Natural language region descriptions
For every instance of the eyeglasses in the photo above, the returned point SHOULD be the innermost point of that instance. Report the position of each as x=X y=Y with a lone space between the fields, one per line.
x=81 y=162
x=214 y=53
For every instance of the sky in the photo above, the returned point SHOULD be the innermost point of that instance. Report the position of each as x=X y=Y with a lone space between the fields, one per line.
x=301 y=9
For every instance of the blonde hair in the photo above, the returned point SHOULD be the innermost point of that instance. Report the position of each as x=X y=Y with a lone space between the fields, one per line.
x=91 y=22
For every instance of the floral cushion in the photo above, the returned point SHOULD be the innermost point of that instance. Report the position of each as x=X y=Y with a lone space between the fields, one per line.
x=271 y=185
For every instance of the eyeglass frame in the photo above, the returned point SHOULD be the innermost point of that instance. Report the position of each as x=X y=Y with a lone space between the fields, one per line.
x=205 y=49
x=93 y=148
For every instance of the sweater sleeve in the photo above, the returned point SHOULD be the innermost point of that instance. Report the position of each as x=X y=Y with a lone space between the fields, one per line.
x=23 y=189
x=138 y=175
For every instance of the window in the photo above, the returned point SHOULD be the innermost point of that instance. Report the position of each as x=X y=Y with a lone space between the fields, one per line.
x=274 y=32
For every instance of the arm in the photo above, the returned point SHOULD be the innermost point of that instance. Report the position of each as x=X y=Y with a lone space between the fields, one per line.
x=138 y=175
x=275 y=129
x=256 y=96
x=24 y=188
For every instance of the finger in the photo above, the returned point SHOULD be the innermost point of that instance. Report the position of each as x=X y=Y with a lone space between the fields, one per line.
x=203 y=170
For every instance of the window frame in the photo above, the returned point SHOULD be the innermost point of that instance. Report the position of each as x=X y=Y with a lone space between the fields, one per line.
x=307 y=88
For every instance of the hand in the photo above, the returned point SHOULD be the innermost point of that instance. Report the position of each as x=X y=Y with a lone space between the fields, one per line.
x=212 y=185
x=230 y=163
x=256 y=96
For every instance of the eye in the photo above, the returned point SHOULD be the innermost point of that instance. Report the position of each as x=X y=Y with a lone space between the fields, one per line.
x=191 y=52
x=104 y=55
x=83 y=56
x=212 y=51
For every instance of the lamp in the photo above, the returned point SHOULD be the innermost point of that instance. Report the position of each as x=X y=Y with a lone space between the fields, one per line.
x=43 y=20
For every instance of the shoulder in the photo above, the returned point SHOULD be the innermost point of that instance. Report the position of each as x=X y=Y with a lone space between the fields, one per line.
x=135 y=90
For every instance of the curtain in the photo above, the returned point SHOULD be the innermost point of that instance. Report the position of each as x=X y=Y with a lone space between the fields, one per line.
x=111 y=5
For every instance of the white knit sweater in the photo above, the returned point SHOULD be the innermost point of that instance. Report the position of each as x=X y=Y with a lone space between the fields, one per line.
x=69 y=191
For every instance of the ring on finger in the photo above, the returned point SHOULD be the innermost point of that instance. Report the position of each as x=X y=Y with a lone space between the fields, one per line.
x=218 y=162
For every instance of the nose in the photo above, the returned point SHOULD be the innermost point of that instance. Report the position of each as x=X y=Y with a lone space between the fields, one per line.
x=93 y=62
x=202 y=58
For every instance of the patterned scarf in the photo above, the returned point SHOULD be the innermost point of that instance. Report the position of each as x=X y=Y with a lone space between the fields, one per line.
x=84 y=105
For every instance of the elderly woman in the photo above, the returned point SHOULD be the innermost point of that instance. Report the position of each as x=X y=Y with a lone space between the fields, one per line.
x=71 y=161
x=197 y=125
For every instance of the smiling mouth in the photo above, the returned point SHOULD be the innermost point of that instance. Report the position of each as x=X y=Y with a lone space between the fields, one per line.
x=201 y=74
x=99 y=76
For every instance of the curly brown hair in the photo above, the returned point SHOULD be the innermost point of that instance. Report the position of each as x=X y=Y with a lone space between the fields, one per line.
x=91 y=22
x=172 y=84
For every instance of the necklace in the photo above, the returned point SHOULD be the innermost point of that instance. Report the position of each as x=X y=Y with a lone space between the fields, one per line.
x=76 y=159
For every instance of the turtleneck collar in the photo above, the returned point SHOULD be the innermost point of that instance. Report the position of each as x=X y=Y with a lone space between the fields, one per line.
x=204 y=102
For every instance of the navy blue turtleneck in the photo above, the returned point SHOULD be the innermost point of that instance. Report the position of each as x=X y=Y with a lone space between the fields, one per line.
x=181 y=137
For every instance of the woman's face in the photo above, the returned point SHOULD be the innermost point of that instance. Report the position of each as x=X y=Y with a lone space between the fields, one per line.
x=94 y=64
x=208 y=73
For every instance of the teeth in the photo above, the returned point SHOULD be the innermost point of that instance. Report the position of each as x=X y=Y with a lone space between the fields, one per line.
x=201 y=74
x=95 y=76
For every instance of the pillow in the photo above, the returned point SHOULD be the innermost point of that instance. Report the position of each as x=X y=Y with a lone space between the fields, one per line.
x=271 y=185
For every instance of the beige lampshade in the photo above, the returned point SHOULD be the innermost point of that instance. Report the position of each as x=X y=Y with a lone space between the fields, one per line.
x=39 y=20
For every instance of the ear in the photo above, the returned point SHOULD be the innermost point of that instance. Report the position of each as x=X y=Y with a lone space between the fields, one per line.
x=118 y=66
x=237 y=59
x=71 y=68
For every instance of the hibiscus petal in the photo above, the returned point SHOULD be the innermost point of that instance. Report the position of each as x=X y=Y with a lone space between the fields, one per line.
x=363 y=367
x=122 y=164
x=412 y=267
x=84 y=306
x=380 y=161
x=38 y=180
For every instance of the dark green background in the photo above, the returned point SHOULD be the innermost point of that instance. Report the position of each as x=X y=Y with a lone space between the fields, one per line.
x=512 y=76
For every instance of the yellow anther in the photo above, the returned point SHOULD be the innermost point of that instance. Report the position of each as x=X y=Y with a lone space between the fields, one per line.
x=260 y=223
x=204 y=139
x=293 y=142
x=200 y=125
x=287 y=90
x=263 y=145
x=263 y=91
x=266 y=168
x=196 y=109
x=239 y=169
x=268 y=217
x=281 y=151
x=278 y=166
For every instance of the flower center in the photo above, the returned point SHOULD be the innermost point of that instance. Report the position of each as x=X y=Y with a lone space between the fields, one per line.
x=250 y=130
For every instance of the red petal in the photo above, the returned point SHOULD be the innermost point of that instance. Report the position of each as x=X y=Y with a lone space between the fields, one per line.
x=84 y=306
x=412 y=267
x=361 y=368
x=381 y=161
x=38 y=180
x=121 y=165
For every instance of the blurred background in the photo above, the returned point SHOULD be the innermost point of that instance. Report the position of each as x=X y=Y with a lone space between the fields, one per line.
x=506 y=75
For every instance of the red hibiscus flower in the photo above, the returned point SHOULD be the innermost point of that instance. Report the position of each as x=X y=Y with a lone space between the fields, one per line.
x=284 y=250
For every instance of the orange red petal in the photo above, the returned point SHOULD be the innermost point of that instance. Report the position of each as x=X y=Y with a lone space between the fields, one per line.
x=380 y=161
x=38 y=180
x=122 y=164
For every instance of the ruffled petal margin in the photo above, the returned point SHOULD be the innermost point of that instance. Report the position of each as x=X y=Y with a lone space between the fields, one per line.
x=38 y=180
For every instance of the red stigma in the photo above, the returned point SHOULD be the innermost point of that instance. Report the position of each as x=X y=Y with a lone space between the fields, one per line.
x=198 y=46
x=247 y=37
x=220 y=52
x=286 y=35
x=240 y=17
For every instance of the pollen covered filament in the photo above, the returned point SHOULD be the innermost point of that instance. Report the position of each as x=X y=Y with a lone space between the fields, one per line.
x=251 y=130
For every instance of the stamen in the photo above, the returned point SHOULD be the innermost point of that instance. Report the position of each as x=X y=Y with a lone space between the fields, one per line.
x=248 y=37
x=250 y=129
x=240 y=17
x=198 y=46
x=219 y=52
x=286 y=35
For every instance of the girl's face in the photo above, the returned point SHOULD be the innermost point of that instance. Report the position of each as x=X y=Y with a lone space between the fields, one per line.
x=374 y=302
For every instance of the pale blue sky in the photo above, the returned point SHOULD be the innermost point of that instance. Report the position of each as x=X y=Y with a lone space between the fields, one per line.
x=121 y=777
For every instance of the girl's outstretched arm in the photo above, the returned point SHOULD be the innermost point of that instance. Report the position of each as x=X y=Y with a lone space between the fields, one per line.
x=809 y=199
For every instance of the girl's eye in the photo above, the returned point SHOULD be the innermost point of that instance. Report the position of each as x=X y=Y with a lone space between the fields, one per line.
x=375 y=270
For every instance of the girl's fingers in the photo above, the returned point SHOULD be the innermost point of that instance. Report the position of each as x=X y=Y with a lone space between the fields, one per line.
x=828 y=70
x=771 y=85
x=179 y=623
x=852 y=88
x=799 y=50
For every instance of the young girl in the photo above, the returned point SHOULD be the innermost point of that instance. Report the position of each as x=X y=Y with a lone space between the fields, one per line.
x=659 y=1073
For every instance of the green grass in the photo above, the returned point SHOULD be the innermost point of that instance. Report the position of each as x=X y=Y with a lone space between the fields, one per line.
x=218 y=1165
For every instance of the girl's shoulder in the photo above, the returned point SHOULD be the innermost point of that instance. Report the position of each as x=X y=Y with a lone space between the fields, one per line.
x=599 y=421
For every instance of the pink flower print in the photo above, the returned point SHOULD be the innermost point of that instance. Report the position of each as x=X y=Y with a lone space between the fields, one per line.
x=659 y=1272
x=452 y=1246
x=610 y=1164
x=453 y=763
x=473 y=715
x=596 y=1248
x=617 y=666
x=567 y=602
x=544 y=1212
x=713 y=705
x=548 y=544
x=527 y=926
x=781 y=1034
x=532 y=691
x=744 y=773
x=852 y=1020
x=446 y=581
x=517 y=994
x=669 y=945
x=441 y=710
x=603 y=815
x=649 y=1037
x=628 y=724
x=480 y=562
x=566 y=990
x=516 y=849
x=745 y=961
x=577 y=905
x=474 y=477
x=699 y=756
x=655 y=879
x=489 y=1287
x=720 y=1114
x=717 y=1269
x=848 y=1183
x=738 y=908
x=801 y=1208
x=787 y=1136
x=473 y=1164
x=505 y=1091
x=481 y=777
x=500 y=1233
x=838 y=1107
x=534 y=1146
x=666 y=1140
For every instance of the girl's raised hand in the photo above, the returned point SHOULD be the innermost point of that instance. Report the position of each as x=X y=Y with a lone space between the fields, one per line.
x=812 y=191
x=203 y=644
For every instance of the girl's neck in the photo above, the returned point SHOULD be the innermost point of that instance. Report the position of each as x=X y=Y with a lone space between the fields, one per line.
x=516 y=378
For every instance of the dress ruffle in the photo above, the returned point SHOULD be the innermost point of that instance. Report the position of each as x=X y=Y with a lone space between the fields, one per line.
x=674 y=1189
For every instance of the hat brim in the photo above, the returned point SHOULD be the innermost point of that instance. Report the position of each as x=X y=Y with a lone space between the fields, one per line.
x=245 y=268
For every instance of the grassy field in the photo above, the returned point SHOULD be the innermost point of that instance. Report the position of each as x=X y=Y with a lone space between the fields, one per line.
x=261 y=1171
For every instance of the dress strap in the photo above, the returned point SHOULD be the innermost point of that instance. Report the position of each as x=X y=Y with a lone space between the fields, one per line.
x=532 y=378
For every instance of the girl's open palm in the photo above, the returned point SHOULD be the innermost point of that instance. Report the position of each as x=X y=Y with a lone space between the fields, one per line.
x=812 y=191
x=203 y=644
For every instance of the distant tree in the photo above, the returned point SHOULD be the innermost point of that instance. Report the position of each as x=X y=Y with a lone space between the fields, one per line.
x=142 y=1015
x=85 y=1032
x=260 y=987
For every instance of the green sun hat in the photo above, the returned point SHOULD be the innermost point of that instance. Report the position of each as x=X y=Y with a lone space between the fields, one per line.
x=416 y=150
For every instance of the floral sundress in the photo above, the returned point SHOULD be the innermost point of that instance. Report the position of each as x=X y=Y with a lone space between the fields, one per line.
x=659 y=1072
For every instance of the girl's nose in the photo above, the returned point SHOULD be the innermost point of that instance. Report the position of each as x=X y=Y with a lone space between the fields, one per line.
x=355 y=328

* [YOUR INSTRUCTIONS]: Give again, word for word, every line from the one holding "For every instance of the dress strap" to the end of the data.

* [FINISHED EXERCISE]:
For every instance of the dress strap in the photo above, the returned point SHOULD be the innermost point of that instance. Report the position of each as x=X y=Y with a lone space between the fields, one per line.
x=532 y=378
For every instance of the girl's open palm in the photo above, the returned point SHOULD be the innermost point of that instance. Report the position of each as x=X y=Y with a lone space between the fields, one per line.
x=812 y=191
x=203 y=644
For every instance of the distant tree in the photo above, the returned point SHOULD be the innermost point of that instance. Report the position of each as x=X y=Y with a lone space between the fields, one per line.
x=142 y=1015
x=85 y=1032
x=260 y=987
For every instance of the green sun hat in the photo above, the returned point SHOULD be the innermost point of that instance. Report the position of each as x=X y=Y with a lone space between the fields, one per line.
x=416 y=150
For every instance of the floral sundress in the photo above, the returned point SHOULD be the innermost point of that instance. Report the position of each as x=X y=Y with a lone space between the fields, one per line.
x=659 y=1072
For every instance of the girl's nose in the photo above, the returned point SHOULD be the innermost point of that instance. Report the position of each as x=X y=Y with a lone space between the fields, one per line.
x=355 y=328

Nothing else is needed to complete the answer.